POR DANIEL GOMES
“Toda a guerra é baseada no logro.”
— SUN TZU, A ARTE DA GUERRA
O conflito faz parte da vida. Todos já o experimentámos de uma maneira ou outra, e todos já saímos a ganhar ou a perder com ele. Da disputa mais insignificante até à guerra mais devastadora, o ser humano está familiarizado com o conflito e sempre procura a forma mais vantajosa de lidar com ele. Enquanto que alguns estão confinados a códigos de conduta mesmo estando em conflito, outros crêem que na guerra, tal como no amor, não existem regras. Aqueles que ousam fazer qualquer coisa são normalmente bem sucedidos nas coisas que outros não se dignam a fazer, e os indivíduos mais brilhantes e vitoriosos da história costumam pertencer ao primeiro desses dois grupos.
Sun Tzu era um desses indivíduos. O perito chinês estudou e aperfeiçoou a guerra ao ponto de a tornar numa arte: ele identificou noções comuns e princípios sistemáticos vitais ao sucesso de qualquer empreendimento militar, e o seu tratado continua a ser um dos livros mais populares sobre o tema, vinte e cinco séculos depois de ter sido escrito. Apesar da sua ênfase militar, muitos dos conceitos da obra podem ser aplicados a qualquer tipo de conflito de interesses – discussões, batalhas legais, desporto e por aí fora.
Talvez o mais icónico dos princípios ditados por Sun Tzu seja o uso do logro na guerra. Para ele, o logro era uma ferramenta essencial no arsenal de qualquer general, uma vez que lhe permite subverter a perceção do inimigo – uma vantagem decisiva quando manipulada corretamente. Quando devidamente aplicado, este princípio impede um opositor de agir de acordo com os seus interesses: a incerteza pode tomar conta dele, ou ele pode ser levado a crer que age de forma apropriada quando de facto não o faz. Sun Tzu declarou que o uso de subterfúgio e dissimulação é inerente à guerra e pode efetivamente virar o rumo de batalhas e guerras. Até agora, a história provou que Sun Tzu tinha razão, pelo menos no que toca a conflitos de natureza terrena.
A guerra espiritual, porém, não admite o logro. Mais especificamente, a guerra espiritual cristã não pode fazer uso deste princípio em forma alguma, uma vez que o próprio logro é o inimigo. Satanás, o “Acusador”, é a personificação de orgulho desmedido, e domina todo o instrumento – especialmente o logro – para desviar a humanidade de agir de acordo com os seus interesses, isto é, de se unir com Deus em perfeita harmonia. O Diabo semeia divisão e destruição desde o início dos tempos, na esperança vã de vencer uma guerra condenada desde o princípio; ainda assim, ele continua a trabalhar diligentemente, se não para ganhar, então para causar o maior número de perdas que conseguir efetuar ao lado contrário. Para este fim ele tem levado muitos à perdição, a sua mentira tendo corrompido tudo o que deve ser sagrado e puro.

#### TAREFA:
Escreva a continuação do texto sobre o logro na guerra, a começar logo após a última frase apresentada. Os registos constituem material à parte, sem relação com o texto.

#### REGISTOS GUARDADOS:
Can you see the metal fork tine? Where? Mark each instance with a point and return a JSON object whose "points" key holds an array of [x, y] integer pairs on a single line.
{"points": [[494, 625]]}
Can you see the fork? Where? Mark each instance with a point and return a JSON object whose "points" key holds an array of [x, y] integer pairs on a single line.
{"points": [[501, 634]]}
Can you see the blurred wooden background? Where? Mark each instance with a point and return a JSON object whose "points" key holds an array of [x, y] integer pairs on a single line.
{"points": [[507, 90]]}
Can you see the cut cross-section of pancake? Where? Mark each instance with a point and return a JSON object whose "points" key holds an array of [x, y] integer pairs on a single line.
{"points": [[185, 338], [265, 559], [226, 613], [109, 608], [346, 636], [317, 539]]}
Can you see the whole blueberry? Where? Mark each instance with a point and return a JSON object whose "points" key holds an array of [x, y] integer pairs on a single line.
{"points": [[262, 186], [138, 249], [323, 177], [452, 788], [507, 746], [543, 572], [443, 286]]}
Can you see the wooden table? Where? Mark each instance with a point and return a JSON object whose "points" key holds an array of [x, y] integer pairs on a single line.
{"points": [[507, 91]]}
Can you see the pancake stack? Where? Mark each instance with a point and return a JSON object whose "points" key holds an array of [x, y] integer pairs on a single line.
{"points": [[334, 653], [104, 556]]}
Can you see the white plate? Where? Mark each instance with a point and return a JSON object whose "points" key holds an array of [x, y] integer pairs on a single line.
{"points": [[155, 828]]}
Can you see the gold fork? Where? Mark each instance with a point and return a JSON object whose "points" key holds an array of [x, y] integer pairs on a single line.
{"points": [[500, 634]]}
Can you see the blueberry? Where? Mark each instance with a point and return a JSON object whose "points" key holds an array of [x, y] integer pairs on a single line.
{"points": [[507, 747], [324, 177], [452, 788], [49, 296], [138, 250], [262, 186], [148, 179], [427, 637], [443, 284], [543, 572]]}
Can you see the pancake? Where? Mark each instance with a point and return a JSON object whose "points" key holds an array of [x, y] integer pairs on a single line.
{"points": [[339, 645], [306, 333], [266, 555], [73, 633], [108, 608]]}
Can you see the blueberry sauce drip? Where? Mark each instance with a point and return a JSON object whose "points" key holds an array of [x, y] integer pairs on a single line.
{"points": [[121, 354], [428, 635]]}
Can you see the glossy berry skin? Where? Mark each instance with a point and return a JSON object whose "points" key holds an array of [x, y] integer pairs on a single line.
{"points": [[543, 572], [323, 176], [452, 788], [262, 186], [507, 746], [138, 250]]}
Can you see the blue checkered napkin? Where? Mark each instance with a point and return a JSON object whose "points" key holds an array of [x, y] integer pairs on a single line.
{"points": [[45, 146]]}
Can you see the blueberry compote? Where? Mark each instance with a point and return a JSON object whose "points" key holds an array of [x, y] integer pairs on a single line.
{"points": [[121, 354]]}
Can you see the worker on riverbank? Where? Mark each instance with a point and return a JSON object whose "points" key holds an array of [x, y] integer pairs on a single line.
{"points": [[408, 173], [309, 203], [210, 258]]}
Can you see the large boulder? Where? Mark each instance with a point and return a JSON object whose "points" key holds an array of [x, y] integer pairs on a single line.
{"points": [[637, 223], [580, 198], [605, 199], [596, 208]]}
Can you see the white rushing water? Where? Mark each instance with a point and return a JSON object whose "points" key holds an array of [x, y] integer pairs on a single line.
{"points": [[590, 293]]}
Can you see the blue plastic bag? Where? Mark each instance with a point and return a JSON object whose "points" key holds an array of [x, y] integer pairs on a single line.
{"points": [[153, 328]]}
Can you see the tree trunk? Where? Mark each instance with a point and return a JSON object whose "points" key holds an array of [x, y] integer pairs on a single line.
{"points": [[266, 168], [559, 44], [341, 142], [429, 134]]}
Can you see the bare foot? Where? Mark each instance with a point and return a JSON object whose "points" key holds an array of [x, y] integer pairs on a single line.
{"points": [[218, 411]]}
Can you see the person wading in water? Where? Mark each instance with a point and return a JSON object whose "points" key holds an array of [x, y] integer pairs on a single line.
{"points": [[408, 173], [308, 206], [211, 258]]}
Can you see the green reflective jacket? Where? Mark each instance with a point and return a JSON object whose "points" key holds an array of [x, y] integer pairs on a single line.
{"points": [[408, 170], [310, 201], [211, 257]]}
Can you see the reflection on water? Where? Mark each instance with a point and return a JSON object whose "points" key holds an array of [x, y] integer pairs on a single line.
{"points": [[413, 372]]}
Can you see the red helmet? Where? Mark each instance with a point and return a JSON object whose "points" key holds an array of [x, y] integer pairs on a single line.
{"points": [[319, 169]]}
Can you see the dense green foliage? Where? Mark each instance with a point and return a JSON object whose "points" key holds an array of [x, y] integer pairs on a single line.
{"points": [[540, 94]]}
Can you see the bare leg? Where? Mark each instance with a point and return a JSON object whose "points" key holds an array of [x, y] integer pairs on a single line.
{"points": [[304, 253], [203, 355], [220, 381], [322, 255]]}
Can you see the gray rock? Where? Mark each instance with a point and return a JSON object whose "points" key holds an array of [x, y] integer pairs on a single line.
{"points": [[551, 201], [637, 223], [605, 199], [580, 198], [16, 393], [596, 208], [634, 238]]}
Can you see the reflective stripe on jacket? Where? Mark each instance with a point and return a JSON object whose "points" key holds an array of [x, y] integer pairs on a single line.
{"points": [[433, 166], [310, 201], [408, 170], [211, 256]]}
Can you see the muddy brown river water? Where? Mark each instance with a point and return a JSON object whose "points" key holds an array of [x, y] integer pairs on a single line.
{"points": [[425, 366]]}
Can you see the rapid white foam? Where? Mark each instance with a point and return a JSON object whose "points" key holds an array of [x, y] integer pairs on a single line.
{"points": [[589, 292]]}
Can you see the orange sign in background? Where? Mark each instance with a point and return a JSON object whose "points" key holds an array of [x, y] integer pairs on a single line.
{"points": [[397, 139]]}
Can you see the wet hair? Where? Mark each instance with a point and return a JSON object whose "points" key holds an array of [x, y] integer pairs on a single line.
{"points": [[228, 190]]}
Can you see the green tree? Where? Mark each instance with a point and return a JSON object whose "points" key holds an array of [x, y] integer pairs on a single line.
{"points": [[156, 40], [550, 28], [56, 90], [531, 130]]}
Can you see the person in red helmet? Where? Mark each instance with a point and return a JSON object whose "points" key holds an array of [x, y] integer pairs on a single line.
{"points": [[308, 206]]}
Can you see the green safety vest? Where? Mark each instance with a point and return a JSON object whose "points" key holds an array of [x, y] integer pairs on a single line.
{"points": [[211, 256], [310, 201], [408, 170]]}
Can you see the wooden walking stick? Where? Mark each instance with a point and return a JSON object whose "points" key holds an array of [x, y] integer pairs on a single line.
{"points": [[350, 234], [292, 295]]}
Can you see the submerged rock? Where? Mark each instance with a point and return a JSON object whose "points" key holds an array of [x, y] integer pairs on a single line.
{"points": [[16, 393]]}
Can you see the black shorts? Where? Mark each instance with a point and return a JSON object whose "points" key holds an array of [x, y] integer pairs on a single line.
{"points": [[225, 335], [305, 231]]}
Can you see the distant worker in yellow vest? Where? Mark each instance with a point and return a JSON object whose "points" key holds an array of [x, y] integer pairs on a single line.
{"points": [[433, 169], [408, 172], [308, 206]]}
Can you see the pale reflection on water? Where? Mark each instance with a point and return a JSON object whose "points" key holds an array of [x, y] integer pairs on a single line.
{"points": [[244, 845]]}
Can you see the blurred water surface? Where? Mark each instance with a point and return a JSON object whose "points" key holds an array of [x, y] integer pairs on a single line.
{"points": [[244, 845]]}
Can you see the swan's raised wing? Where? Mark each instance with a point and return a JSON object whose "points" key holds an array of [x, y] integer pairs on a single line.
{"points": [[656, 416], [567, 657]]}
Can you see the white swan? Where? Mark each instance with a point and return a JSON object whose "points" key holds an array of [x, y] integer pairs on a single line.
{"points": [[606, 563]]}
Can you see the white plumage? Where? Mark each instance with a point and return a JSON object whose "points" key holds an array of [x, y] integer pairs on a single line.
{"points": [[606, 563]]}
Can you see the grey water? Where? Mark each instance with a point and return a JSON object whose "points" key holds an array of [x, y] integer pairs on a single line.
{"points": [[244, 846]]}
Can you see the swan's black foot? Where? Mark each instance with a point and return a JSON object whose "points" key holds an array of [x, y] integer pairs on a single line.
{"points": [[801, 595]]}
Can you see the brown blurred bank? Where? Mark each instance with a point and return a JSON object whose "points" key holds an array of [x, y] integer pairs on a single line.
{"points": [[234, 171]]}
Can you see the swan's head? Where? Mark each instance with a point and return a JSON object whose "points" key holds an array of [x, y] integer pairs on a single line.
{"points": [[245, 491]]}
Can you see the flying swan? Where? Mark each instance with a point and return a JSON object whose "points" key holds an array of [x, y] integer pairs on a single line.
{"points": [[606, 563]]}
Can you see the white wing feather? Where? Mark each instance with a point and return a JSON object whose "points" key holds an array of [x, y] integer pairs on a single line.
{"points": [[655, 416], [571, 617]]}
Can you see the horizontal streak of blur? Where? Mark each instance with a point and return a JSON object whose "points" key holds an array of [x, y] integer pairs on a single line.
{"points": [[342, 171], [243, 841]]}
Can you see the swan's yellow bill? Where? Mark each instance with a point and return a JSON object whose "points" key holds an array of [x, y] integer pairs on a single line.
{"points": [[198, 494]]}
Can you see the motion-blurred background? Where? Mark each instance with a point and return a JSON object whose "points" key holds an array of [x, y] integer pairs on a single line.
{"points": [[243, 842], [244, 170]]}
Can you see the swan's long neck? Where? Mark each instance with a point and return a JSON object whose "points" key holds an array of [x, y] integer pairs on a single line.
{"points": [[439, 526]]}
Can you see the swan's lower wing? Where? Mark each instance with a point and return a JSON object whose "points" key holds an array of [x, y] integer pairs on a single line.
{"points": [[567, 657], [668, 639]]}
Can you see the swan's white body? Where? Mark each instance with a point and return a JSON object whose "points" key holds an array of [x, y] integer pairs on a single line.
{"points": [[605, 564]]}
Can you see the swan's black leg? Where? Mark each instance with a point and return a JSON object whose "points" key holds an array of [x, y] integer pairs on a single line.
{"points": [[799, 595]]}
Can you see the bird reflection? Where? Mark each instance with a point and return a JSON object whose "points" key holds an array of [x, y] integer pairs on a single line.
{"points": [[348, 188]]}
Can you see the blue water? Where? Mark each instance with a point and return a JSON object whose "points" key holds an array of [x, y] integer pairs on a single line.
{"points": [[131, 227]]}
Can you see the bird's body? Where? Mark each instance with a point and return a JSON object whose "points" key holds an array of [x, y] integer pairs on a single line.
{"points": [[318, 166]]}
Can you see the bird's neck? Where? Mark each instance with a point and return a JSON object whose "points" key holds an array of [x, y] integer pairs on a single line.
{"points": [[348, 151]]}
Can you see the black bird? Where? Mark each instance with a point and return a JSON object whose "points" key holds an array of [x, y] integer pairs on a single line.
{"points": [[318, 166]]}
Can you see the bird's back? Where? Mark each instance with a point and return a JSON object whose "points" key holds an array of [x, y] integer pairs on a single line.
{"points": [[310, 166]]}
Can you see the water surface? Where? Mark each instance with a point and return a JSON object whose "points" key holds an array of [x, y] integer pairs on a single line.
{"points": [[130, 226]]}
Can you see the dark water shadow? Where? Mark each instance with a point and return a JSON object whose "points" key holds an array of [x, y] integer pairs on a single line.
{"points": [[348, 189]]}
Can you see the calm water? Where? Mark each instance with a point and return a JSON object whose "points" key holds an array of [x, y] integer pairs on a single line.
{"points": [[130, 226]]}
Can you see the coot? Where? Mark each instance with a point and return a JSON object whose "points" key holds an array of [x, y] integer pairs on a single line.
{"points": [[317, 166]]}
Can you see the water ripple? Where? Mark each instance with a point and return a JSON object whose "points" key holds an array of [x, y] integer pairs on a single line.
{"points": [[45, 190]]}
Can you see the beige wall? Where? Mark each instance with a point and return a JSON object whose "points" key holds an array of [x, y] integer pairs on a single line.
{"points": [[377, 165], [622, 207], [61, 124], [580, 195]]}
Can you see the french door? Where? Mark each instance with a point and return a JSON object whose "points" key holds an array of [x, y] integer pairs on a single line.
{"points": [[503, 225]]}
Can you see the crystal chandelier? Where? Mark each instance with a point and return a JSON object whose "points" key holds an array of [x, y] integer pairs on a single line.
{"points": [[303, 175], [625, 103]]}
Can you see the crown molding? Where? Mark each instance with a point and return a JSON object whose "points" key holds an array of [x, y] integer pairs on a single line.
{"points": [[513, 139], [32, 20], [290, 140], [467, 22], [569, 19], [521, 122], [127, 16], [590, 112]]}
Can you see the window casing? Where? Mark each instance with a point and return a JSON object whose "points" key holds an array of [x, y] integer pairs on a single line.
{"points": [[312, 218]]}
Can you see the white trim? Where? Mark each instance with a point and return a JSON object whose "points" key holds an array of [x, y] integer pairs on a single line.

#### RESULTADO DO EXERCÍCIO:
Por isso, o logro tem de estar abaixo do cristão. Ele não pode mentir quando jura fidelidade a um Deus omnisciente que preza a retidão e a justiça. Ele não pode enganar o Adversário astuto, ou acabará sendo enganado por ele. Ele apenas pode enganar-se a si próprio e aos outros; mas fazer isso seria desprezar os preceitos da fé cristã. Existem certas religiões neste mundo que permitem ao seus praticantes esconder e até rejeitar a fé diante dos seus opositores em certas situações, mas o cristão não pensa assim. Perjúrio e hipocrisia são armas do Diabo, não de Cristo; se Pedro sentiu vergonha depois de ter negado Jesus em público, não deviam todos os cristãos sentir o mesmo quando o fazem nos seus corações, quanto mais em público?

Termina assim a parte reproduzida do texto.